** Begin Quoted text **

NO ONE saw this one coming. Until now the mainstays of BMW’s range have been resolutely saloon cars and they have sold like the proverbial hot cakes. Is there room in the range for a 5-Series hatchback?

Clearly BMW thought so, because here it is: the 530d GT. A car that takes all that is good about the 5-Series saloon and wraps it up in a roomier, more practical body that mixes saloon with people carrier and even a hint of an off-roader. What is it? BMW calls it a Gran Turismo (no relation to the PlayStation game) and that’s good enough for me.

The styling takes a bit of getting used to: it’s brutal and massive from whatever angle you choose to look, but I found it growing on me during the test period and the exclusivity certainly gets you more roadside double-takes than any comparable BMW saloon.

Although it wears a 5-Series badge there’s also an awful lot of the far more expensive 7-Series saloon range to be found in the GT.

The door handles, for instance, are the same beautifully sculpted items you’ll grasp on a 750 and are much more expensive to manufacture than the standard items on the 5-Series saloon due to the technical stamping process required. But they are fitted to the 530 GT because they integrate perfectly with the swage line that runs around the bodywork.

Inside the GT’s black panel instrumentation is another direct crib from the more expensive 7-Series line. Modelled on high end hi-fi, the black surface looks cool and understated, lighting up with information when the ignition switches on. The colour ‘infotainment’ monitor is covered with a special foil that absorbs stray light and prevents reflections even in direct sunlight. Too expensive for the standard 5-Series, the GT’s cousins make do with an old-fashioned plastic ‘hood’ arrangement instead.

In fact, the cabin looks, feels and smells more up-market. The carefully chosen leathers, plastics and alloys are carefully blended with discreet ambience lighting to create a feeling of relaxation not unlike a posh night club. Designer Oliver Heilmer said he wanted to create the same kind of feeling one gets with a private jet. Not having my own personal set of wings I’ll have to take his word for it, but there’s no doubt this is one of the finest interiors to grace any BMW in recent times.

** End Quoted text **

→ To be done
1. Answer these from the BMW 530d GT review:
(a) What name does BMW give the car?
(b) Which more expensive BMW model has the same door handles as the GT?
(c) According to designer Oliver Heilmer, what feeling was the cabin meant to create?
2. Condense the paragraph of the BMW 530d GT review that begins "Inside the GT's black panel instrumentation" into a short bulleted list that keeps its main facts.
3. Carry on the BMW 530d GT review from its last sentence, in the same voice.
None of the records are needed for this work.

** Begin Given data **

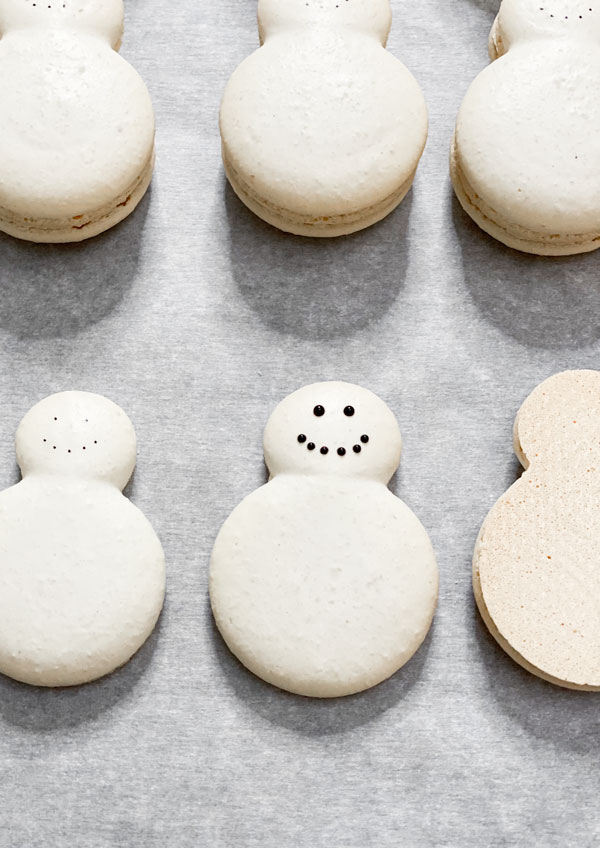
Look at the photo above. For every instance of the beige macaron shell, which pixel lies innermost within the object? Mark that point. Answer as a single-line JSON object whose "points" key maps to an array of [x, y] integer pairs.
{"points": [[536, 575], [322, 582], [525, 167], [76, 150], [82, 574], [322, 129]]}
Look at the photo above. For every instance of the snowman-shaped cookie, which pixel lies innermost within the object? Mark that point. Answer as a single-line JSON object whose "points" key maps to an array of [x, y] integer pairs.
{"points": [[525, 154], [322, 128], [322, 582], [536, 570], [82, 573], [76, 121]]}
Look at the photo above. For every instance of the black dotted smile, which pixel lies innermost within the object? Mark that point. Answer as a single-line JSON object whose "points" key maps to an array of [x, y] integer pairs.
{"points": [[319, 412]]}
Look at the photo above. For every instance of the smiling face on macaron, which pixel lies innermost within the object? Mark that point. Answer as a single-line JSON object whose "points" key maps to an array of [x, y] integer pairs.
{"points": [[373, 17], [77, 434], [101, 17], [521, 20], [333, 428]]}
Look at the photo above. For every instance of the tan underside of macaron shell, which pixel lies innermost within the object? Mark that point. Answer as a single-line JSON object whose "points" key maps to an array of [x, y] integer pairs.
{"points": [[527, 241], [318, 227], [536, 566], [62, 231]]}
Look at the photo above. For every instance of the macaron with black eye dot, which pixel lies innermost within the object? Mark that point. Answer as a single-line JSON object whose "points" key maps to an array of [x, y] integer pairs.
{"points": [[321, 581]]}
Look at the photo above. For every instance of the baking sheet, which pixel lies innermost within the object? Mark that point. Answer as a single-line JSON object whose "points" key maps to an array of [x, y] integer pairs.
{"points": [[197, 318]]}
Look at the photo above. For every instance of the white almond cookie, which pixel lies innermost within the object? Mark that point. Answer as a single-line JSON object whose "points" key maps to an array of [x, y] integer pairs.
{"points": [[322, 128], [322, 582], [525, 155], [82, 573], [76, 121], [536, 570]]}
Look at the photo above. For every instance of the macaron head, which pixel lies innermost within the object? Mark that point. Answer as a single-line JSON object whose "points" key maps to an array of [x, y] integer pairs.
{"points": [[77, 434], [558, 426], [333, 429], [372, 17], [524, 20], [99, 17]]}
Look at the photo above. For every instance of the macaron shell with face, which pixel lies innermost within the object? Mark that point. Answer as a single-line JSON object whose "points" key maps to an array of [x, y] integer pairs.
{"points": [[77, 140], [322, 128], [524, 157], [322, 582], [82, 575], [535, 567]]}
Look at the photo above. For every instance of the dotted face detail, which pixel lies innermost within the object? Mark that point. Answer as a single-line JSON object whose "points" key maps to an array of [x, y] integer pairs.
{"points": [[369, 16], [77, 434], [319, 412], [102, 17], [321, 581], [81, 569], [524, 19], [333, 432]]}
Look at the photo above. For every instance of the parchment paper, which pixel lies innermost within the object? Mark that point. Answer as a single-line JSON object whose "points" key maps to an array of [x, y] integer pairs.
{"points": [[197, 319]]}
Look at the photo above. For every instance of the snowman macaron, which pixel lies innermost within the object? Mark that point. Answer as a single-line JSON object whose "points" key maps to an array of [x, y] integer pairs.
{"points": [[524, 160], [536, 568], [322, 128], [76, 121], [82, 573], [322, 582]]}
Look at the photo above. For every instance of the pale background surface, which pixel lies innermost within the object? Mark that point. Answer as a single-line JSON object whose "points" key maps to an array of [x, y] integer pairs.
{"points": [[197, 319]]}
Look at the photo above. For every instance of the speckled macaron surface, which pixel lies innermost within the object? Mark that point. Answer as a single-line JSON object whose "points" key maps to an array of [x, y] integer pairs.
{"points": [[322, 582], [76, 121], [82, 574], [535, 568], [322, 128], [524, 161]]}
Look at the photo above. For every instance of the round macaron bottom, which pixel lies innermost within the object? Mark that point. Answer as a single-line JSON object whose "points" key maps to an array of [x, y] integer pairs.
{"points": [[64, 230], [504, 643], [317, 226], [513, 235]]}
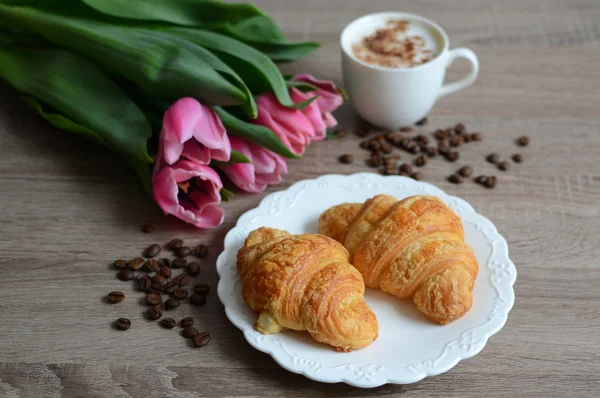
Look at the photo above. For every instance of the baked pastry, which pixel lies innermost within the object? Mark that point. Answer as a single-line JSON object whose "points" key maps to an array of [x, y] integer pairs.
{"points": [[412, 249], [304, 282]]}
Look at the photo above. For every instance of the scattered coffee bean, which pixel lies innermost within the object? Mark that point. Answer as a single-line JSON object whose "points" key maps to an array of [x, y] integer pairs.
{"points": [[180, 294], [421, 160], [123, 324], [147, 228], [154, 313], [455, 179], [201, 339], [193, 268], [171, 303], [346, 159], [115, 297], [175, 244], [144, 283], [168, 323], [197, 299], [182, 279], [152, 251], [517, 158], [165, 272], [136, 263], [125, 274], [189, 332], [201, 288], [417, 176], [201, 250], [179, 263], [151, 265], [183, 251], [186, 322], [493, 158], [523, 141], [465, 171], [153, 299]]}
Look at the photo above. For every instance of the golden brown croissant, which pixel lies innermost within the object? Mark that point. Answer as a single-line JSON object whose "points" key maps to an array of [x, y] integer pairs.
{"points": [[413, 248], [304, 282]]}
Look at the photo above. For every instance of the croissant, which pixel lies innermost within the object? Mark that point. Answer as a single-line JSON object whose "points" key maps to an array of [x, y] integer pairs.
{"points": [[304, 282], [412, 249]]}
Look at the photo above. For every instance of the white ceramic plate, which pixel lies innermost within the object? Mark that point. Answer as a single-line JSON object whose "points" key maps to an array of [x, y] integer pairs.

** End Given data **

→ Task responses
1.
(a) Gran Turismo.
(b) The 750 (from the 7-Series range).
(c) The same kind of feeling one gets with a private jet.

2.
- The GT's black panel instrumentation comes directly from the more expensive 7-Series.
- Modeled on high-end hi-fi, the black surface looks cool and understated and lights up with information when the ignition switches on.
- The color infotainment monitor has a special foil that absorbs stray light and prevents reflections, even in direct sunlight.
- This setup is too expensive for the standard 5-Series, which uses an old-fashioned plastic hood instead.

3.
Even the controversial one-dials-controls-everything centre console has been re-thought to make the user interface more intuitive. And if you get stuck there’s a handy help function that pops up on the monitor screen to tell you what to push, prod or turn.

The cabin has acres of room, too. One of the design briefs was for a car that offered the same legroom as a 7-Series but on a body no larger than a 5-Series. Everyone who travelled in the back of the GT remarked on how much space they had.

Remarkably, given the coupe-like downward sweep of the roofline, the GT has plenty of headroom as well. The designers achieved this by using frameless doors for the first time on a BMW. Fears that this would result in more wind noise and disturbance proved groundless – clearly the door seals are top quality. Continuing the luxury jet theme, the rear seat headrests fold inwards for better head support – perfect if you fancy a kip.

Although the GT can be had with a full range of engines, including the flagship 4.4-litre V8 turbo, it is the up- rated 3.0-litre turbodiesel that will account for two thirds of all sales.

And it’s not hard to see why.

The bang up-to-date specification (aluminium-silicon alloy block to save weight, variable geometry turbo for smooth power and third generation common-rail injection for ultra precise fuelling) translates into a powerful (242 bhp at 4,000 rpm), flexible (398 lb/ft of twist from 1,750 rpm) and, above all, economical (40 mpg fuel consumption anyone?) engine that feels like the perfect fit to the GT’s inter-continental travel brief.

Make no mistake; this is one of the world’s greatest diesel engines: as quiet and refined as a petrol V6, as punchy as a V12 and as frugal as a small capacity inline four it does everything... perfectly.

And it does so in a car that inherits the 5-Series saloon’s uncanny knack of seeming to shrink around the driver when the going gets tough. Switch into Sport mode (or Sport+ mode if you really fancy some fun) and the grippy 530 GT belies its size, hustling along challenging B-roads like a well sorted driven GTi.

And here I am at the end of the test and I haven’t even mentioned the hatchback yet – nor the clever twin opening system that means you can use it like a saloon or a hatchback (oh how BMW’s R&D must have blanched when the Skoda Superb arrived a few months before the GT wearing essentially the same set-up).

The boot is plenty big enough and the hatchback certainly makes the GT a more practical day-to-day car than a saloon, but, for me, it’s what’s beneath the skin that makes this BMW special.

SPEC CHECK: Engine: 2,993cc turbo-diesel Max power: 242 bhp @ 4,000 rpm Max torque: 398 lb/ft @ 1,750-3,000 rpm Top speed: 149 mph 0-62 mph: 6.9 seconds Combined fuel consumption: 43.5 mpg CO2 emissions: 173 g/km Road tax: £175.

EQUIPMENT: Leather heated seats, 8-speed automatic gearbox with 'normal','sport', and 'sport+' settings, double glass sunroof, electric mirrors, windows, climate control, park distance radar, heads up display, satellite navigation (£1,540 extra).